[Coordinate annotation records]
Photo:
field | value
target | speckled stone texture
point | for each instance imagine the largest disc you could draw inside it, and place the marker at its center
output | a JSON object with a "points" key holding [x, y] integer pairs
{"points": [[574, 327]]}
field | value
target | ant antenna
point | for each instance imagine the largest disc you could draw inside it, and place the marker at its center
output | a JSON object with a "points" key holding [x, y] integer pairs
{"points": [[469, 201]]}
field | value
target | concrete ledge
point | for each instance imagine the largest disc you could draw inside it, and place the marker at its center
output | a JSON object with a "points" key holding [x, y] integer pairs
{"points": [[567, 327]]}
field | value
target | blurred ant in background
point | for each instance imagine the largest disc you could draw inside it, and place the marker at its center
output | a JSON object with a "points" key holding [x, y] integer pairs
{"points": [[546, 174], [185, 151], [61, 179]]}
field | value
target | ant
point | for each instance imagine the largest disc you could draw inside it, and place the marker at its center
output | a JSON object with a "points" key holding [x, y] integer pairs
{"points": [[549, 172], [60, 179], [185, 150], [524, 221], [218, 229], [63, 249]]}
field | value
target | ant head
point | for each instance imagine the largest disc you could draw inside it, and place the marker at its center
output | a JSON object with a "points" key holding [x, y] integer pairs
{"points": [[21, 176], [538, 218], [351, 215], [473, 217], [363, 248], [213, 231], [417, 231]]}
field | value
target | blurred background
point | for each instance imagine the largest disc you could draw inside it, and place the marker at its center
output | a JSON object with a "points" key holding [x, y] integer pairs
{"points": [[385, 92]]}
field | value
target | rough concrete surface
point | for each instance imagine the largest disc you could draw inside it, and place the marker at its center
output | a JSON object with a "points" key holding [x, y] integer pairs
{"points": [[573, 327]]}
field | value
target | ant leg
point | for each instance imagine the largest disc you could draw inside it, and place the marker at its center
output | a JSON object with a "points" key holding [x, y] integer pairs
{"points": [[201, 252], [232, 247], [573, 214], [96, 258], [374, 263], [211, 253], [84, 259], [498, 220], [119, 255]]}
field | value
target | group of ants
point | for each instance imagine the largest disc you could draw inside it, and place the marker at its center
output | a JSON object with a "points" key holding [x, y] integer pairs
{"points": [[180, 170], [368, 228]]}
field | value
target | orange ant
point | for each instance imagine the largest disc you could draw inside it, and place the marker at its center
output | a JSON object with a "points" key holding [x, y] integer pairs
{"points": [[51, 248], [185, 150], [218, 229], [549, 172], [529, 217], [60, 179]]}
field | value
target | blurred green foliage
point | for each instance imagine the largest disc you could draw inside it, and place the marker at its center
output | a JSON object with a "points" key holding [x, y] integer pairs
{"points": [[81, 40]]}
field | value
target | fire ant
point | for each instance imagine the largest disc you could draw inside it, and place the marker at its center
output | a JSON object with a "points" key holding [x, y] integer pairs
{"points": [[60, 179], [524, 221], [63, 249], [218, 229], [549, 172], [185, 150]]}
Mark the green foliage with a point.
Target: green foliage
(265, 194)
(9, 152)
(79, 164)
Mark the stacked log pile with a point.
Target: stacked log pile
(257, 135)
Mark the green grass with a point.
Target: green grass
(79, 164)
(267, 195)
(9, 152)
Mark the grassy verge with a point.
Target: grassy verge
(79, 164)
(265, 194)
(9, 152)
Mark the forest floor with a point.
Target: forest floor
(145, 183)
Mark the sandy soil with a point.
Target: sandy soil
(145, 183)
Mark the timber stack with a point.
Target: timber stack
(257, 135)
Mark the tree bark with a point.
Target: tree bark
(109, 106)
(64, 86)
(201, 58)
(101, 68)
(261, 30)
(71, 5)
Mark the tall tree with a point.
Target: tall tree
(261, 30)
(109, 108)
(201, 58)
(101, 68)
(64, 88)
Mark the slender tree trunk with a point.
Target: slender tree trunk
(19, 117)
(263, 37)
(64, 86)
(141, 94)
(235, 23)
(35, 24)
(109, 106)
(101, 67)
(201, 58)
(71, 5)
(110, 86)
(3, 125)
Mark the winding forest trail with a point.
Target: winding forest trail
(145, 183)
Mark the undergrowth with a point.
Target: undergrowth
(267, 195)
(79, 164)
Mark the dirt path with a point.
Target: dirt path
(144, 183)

The task:
From the data above, extract every line in its exact form.

Expected answer:
Photo:
field | value
target | speckled stone texture
point | for each instance imagine the largest disc you could draw inside it, and place the marker at its center
output | a JSON object with a "points" key holding [x, y] integer pairs
{"points": [[574, 327]]}
field | value
target | ant antenna
point | for each instance imagine the largest disc you could draw inside it, and place the marker at its center
output | a JSON object with a "points" key holding [x, y] integer pairs
{"points": [[469, 201]]}
field | value
target | concrete ledge
point | for each instance imagine the largest disc you could draw inside it, and place the marker at its center
output | a JSON object with a "points" key holding [x, y] integer pairs
{"points": [[567, 327]]}
field | value
target | blurred ant in background
point | for each instance imagine the largest disc you could draw inside it, and place the marker at its center
output | a JSON object with a "points" key holding [x, y] integer pairs
{"points": [[546, 174], [185, 151], [61, 179]]}
field | value
target | ant
point | for each instance imagine the largest disc you could draw inside it, and place the marker at its center
output | a JSON object with a "points" key holding [x, y] integer pairs
{"points": [[549, 172], [60, 179], [185, 150], [524, 221], [218, 229], [63, 249]]}
field | value
target | ant head
point | for each instance imagine the largest disc you could draw inside it, and place the marker at its center
output | a JSON object with a "points" key holding [x, y] integer pairs
{"points": [[21, 176], [538, 218], [351, 215], [473, 217], [363, 248], [213, 231], [417, 231]]}
field | value
target | blurred background
point | for each instance imagine the largest disc you could draw inside it, and place the marker at its center
output | a JSON object with a "points" key holding [x, y] integer pairs
{"points": [[385, 92]]}
field | value
target | rough concrete surface
point | for each instance imagine the largest disc you could draw inside it, and place the marker at its center
output | a JSON object with a "points" key holding [x, y] integer pairs
{"points": [[573, 327]]}
field | value
target | ant leg
point | for each instance imagine the largest disc you could draw inside it, and place the marker at its center
output | a JSON object with a "points" key holding [x, y] integer pairs
{"points": [[201, 252], [232, 247], [573, 214], [96, 258], [374, 263], [211, 253], [84, 259], [498, 220], [119, 255]]}
field | value
target | group of ants
point | for each instance imagine the largest disc you could draw inside it, and place the marker at its center
output | a JSON object with a "points" key holding [x, y] integer pairs
{"points": [[180, 170], [368, 228]]}
field | value
target | orange ant
point | for each instance imagine the largest disc you could draw inside it, and place the marker at its center
output | a JSON object with a "points" key holding [x, y] integer pairs
{"points": [[51, 248], [185, 150], [218, 229], [549, 172], [529, 217], [60, 179]]}
field | value
target | blurred green foliage
point | for each instance imagine the largest disc you could draw inside it, and place the marker at its center
output | a JSON object with a "points" key holding [x, y] integer pairs
{"points": [[81, 40]]}
field | value
target | fire ant
point | for each instance imagine the largest disc you could draw inside it, and place the marker at its center
output | a JSON object with a "points" key holding [x, y] integer pairs
{"points": [[60, 179], [524, 221], [63, 249], [218, 229], [549, 172], [185, 150]]}
Mark the green foliage with a point.
Target: green foliage
(265, 194)
(9, 152)
(79, 164)
Mark the stacked log pile with a point.
Target: stacked log pile
(257, 135)
Mark the green grass with a point.
Target: green grass
(79, 164)
(267, 195)
(9, 152)
Mark the grassy verge with a point.
Target: grassy verge
(79, 164)
(265, 194)
(9, 152)
Mark the forest floor with a point.
Target: forest floor
(145, 183)
Mark the sandy soil with a point.
Target: sandy soil
(145, 183)
Mark the timber stack with a point.
Target: timber stack
(257, 135)
Mark the tree bark with a point.
Target: tree bark
(109, 106)
(64, 86)
(201, 58)
(101, 68)
(261, 30)
(71, 5)
Mark the tall tree with a point.
Target: tall tree
(261, 30)
(109, 108)
(201, 58)
(101, 68)
(64, 88)
Mark the slender tree trunk with a point.
Target: slender tree trunk
(19, 117)
(263, 37)
(64, 86)
(141, 94)
(235, 23)
(35, 24)
(109, 106)
(101, 67)
(201, 58)
(71, 5)
(110, 86)
(3, 125)
Mark the winding forest trail with a point.
Target: winding forest trail
(145, 183)
Mark the undergrowth with a point.
Target: undergrowth
(267, 195)
(79, 164)
Mark the dirt path with a point.
Target: dirt path
(144, 183)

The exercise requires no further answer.